Present every one of the following entries as a numbered list, leaving out any blank lines.
►
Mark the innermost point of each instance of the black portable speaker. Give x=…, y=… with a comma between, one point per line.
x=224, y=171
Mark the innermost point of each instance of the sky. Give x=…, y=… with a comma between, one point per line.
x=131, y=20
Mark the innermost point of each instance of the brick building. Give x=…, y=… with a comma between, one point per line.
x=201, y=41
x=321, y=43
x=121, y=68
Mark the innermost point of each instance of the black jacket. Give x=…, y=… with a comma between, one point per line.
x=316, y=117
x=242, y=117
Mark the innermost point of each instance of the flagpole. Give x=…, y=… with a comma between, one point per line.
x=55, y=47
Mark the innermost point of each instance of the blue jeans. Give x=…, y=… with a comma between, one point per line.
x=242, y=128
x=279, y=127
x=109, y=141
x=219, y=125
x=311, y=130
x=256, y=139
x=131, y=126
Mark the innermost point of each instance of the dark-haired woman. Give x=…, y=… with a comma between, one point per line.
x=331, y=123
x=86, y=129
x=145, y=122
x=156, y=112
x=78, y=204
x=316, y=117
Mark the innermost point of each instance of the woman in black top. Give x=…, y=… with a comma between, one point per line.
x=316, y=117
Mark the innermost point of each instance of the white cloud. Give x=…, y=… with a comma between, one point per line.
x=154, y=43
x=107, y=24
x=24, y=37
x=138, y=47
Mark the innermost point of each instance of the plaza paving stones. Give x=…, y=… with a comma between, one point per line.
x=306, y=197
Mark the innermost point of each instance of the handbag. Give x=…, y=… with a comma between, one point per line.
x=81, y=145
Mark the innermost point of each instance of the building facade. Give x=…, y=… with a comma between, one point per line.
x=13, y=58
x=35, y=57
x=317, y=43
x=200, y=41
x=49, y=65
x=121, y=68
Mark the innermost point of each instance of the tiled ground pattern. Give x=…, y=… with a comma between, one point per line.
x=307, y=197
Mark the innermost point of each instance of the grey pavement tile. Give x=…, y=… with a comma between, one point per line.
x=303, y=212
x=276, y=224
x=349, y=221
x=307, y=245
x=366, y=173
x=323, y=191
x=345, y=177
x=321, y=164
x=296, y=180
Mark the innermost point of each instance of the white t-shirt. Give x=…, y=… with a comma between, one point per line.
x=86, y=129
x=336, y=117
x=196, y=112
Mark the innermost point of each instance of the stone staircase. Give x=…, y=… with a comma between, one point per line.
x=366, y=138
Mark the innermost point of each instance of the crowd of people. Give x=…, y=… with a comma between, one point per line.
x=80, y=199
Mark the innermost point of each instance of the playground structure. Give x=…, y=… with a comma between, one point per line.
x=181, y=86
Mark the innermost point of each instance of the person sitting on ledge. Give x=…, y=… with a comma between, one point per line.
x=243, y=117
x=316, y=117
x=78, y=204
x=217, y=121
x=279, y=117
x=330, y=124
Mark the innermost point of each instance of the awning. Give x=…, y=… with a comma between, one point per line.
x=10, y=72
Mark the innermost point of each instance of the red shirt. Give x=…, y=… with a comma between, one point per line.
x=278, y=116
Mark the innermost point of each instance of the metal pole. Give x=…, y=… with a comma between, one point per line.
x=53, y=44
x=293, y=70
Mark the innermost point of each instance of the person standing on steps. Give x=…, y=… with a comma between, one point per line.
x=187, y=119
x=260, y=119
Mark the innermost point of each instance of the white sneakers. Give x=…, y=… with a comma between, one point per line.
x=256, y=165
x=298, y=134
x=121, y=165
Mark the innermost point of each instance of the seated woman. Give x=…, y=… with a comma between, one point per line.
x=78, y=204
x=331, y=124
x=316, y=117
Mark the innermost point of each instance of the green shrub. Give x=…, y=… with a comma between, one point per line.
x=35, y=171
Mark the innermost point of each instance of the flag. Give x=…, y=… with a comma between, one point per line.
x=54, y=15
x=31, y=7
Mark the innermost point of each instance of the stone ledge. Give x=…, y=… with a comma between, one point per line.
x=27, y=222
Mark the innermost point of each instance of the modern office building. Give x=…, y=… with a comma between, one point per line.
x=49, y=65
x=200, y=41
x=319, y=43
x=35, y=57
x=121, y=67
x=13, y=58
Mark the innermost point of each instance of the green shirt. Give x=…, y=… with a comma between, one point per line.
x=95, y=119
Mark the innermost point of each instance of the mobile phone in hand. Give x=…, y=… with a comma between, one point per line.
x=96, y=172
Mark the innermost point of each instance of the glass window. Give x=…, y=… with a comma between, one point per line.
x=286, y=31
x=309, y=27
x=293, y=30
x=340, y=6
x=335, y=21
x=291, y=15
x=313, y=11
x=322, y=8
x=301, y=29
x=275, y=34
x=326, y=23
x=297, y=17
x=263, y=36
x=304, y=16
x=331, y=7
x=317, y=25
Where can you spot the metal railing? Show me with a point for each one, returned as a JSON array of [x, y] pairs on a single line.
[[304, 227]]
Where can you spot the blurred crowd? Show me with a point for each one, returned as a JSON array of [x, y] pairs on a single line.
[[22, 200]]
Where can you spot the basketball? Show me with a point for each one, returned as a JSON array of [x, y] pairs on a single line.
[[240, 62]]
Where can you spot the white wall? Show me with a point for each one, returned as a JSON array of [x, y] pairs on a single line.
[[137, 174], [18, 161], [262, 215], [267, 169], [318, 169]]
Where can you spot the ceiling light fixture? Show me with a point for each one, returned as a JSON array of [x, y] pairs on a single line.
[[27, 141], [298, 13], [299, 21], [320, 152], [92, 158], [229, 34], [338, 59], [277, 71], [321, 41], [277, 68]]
◄
## CORRECT RESULT
1. Mark the innermost point of each instance of the black portable speaker. Give x=…, y=… with a comma between, one point per line.
2. x=224, y=171
3. Mark the innermost point of each instance of the sky. Give x=…, y=… with a comma between, one point per line.
4. x=131, y=20
5. Mark the innermost point of each instance of the brick building. Give x=…, y=… with a comma between, one point per line.
6. x=201, y=41
7. x=321, y=43
8. x=121, y=68
9. Mark the innermost point of each instance of the black jacket. Give x=…, y=… with a comma between, one point per line.
10. x=316, y=117
11. x=242, y=117
12. Mark the innermost point of each instance of the flagpole. Give x=…, y=… with a comma between, one point per line.
13. x=55, y=47
14. Mark the innermost point of each instance of the blue jeans. Give x=…, y=… with a comma between, one point per line.
15. x=242, y=128
16. x=279, y=127
17. x=109, y=141
18. x=219, y=125
19. x=311, y=130
20. x=256, y=139
21. x=131, y=126
22. Mark the innermost point of each instance of the dark-haired woman. Give x=…, y=… with a comma between, one point per line.
23. x=331, y=123
24. x=86, y=129
25. x=145, y=122
26. x=156, y=112
27. x=78, y=204
28. x=316, y=117
29. Mark the innermost point of each instance of the woman in black top. Give x=…, y=… with a comma between, one point per line.
30. x=316, y=117
31. Mark the innermost point of each instance of the white cloud. Give x=…, y=… with a comma between, one point per line.
32. x=154, y=43
33. x=107, y=24
34. x=24, y=37
35. x=138, y=47
36. Mark the innermost point of each instance of the plaza paving stones. Give x=…, y=… with a comma between, one point per line.
37. x=306, y=197
38. Mark the innermost point of each instance of the handbag. Give x=…, y=… with a comma between, one point per line.
39. x=81, y=145
40. Mark the innermost point of each instance of the building facade. Give x=…, y=… with a comma between, one point per line.
41. x=13, y=58
42. x=35, y=57
43. x=317, y=43
44. x=200, y=41
45. x=49, y=65
46. x=121, y=68
47. Mark the innermost point of each instance of the tiled ground pattern. Give x=…, y=… with a comma between, one point per line.
48. x=307, y=197
49. Mark the innermost point of each instance of the grey pavement tile. Give x=…, y=… with a comma between, one point per line.
50. x=303, y=212
51. x=276, y=224
52. x=349, y=221
53. x=307, y=245
54. x=366, y=173
55. x=323, y=191
56. x=345, y=177
57. x=321, y=164
58. x=296, y=180
59. Mark the innermost point of each instance of the white t-shirt. Give x=…, y=… with a comma between, one point per line.
60. x=86, y=129
61. x=336, y=117
62. x=196, y=112
63. Mark the innermost point of each instance of the stone staircase. Give x=…, y=… with a comma between, one point per line.
64. x=366, y=138
65. Mark the innermost point of each instance of the crowd of people. Give x=…, y=… with a comma between, one point per line.
66. x=80, y=199
67. Mark the innermost point of each instance of the playground structure. Give x=…, y=… with a comma between, one point per line.
68. x=181, y=86
69. Mark the innermost point of each instance of the person sitting on ledge. Give x=…, y=… with a comma between, one point per line.
70. x=243, y=117
71. x=316, y=117
72. x=78, y=204
73. x=217, y=121
74. x=279, y=117
75. x=330, y=124
76. Mark the innermost point of each instance of the awning. Give x=…, y=… with a comma between, one point per line.
77. x=10, y=72
78. Mark the innermost point of each instance of the red shirt. Give x=…, y=… with a comma between, one point per line.
79. x=278, y=116
80. Mark the innermost point of each instance of the metal pole. Give x=…, y=… with a comma between, one point per line.
81. x=53, y=44
82. x=293, y=70
83. Mark the innermost point of each instance of the person standing on steps. Give x=…, y=… with a comma between, one point per line.
84. x=187, y=119
85. x=260, y=119
86. Mark the innermost point of each instance of the white sneakers. Give x=…, y=… with a comma between, one point per line.
87. x=256, y=165
88. x=298, y=134
89. x=121, y=165
90. Mark the innermost point of each instance of the seated woman. Give x=…, y=… with a comma between, one point per line.
91. x=78, y=204
92. x=331, y=124
93. x=316, y=117
94. Mark the innermost point of each instance of the green shrub. Give x=…, y=… with a comma between, one point per line.
95. x=35, y=171
96. Mark the innermost point of each instance of the flag. Give x=…, y=… with a comma between, one point per line.
97. x=54, y=15
98. x=31, y=7
99. Mark the innermost point of each instance of the stone ledge. Give x=…, y=… with a comma between, one point per line.
100. x=27, y=222
101. Mark the innermost point of each instance of the modern office building. Give x=…, y=… with a comma between, one point per line.
102. x=49, y=65
103. x=200, y=41
104. x=319, y=43
105. x=35, y=57
106. x=121, y=67
107. x=13, y=58
108. Mark the innermost point of each instance of the green shirt. Give x=…, y=… with a comma between, one point per line.
109. x=95, y=119
110. Mark the innermost point of each instance of the mobile phone in hand. Give x=…, y=… with a comma between, one point per line.
111. x=96, y=172
112. Mark the innermost point of each instance of the glass window. Give x=…, y=… with a comma between, one point per line.
113. x=286, y=31
114. x=309, y=27
115. x=293, y=30
116. x=340, y=6
117. x=335, y=21
118. x=291, y=15
119. x=313, y=11
120. x=322, y=8
121. x=301, y=29
122. x=275, y=34
123. x=326, y=23
124. x=297, y=17
125. x=263, y=36
126. x=304, y=16
127. x=331, y=7
128. x=317, y=25
129. Where can you spot the metal railing? Show me with a point for each one, returned as a JSON array of [x, y] pairs on a single line.
130. [[304, 227]]
131. Where can you spot the blurred crowd? Show me with a point for each one, returned as a JSON array of [x, y] pairs on a single line.
132. [[22, 200]]
133. Where can you spot the basketball? Show me with a point for each one, returned as a JSON array of [x, y] pairs on a single line.
134. [[240, 62]]
135. Where can you spot the white wall? Show me with a point for each one, returned as a JSON array of [x, y] pairs on a single line.
136. [[137, 174], [18, 161], [262, 215], [267, 169], [318, 169]]
137. Where can you spot the ceiling light fixture? Show me with a point for each one, returned as a JSON array of [x, y] pairs on a single line.
138. [[27, 141], [298, 13], [299, 21], [320, 152], [92, 158], [229, 34], [338, 59], [277, 71], [321, 41], [277, 68]]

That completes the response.